HARRISBURG -- Voted out of office and sentenced for putting ghost employees on his legislative payroll, former state Rep. Frank LaGrotta has been down on his luck.
That's down, but not out.
Mr. LaGrotta, who is serving six months' house arrest, is still eligible for a state pension that's nearly triple the per capita income in Lawrence County, where he served as state representative for two decades.
The Ellwood City Democrat is eligible for roughly $48,000 per year beginning in November, when he turns 50, according to calculations based on employment records provided by the State Employees' Retirement System.
He remains eligible despite his crimes because the charges to which he pleaded guilty this month -- two counts of conflict of interest -- don't fall under the retirement system's list of 23 crimes that require pension forfeiture. Those crimes include extortion, theft by deception, forgery, bribery and witness intimidation.
Legislative watchdogs like Eric Epstein are incredulous that Mr. LaGrotta remains eligible for his pension.
"It's unusual for victims of a crime to have to make payments to the person who victimized them," said Mr. Epstein, who runs the group Rock the Capitol, created during the 2005 pay-raise controversy.
The cash infusion should come in handy for Mr. LaGrotta who, as part of his sentence, paid a $5,000 fine and reimbursed the state the $27,000 it paid his sister and niece for legislative work they never did. Mr. LaGrotta also was sentenced to 500 hours' community service, 30 months of probation and six months of house arrest, during which he must wear an ankle bracelet and remain home except to go to church, medical appointments or job interviews.
----------
#### What to work on
1/ Which crimes does the article on Frank LaGrotta's pension name as requiring pension forfeiture?
2/ Could you carry the article on Frank LaGrotta's pension forward with a further paragraph or two, starting after its final sentence?

#### Source material
----------
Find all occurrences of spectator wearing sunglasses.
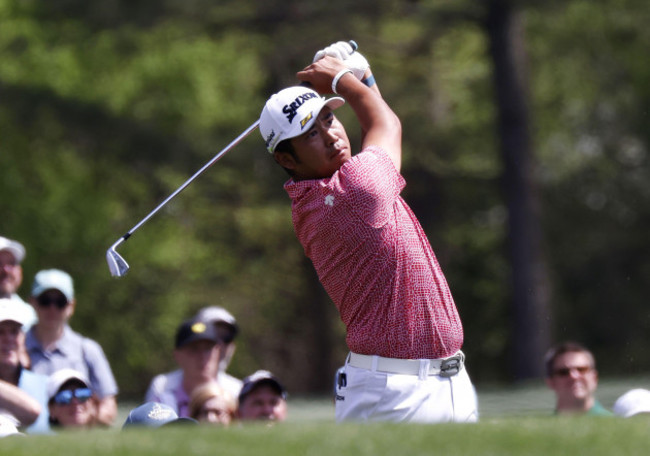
----------
#### Answers to the problems
1/ Extortion, theft by deception, forgery, bribery and witness intimidation.

2/
His sister Ann Bartolomeo and niece Alyssa Lemmon pleaded no contest to giving false testimony before a state grand jury investigating the case. Ms. Lemmon received 18 months' probation and Mrs. Bartolomeo received 12 months' probation. Each was fined $3,000.
Dauphin County Common Pleas Judge Richard A. Lewis said Mr. LaGrotta's sentence wasn't as severe as it could have been because the former lawmaker is cooperating in "several investigations" by the state attorney general's office.
He did not specify which cases Mr. LaGrotta has been helping with, but the most prominent known case under investigation by Attorney General Tom Corbett involves the suspected illegal use of taxpayer money to pay legislative aides for campaign work.
So far, no charges have been filed in the bonus probe.
Mr. LaGrotta served as a state representative from 1986 to 2006, when angry voters turned him out of office along with other lawmakers who had supported the legislative pay raise the year before.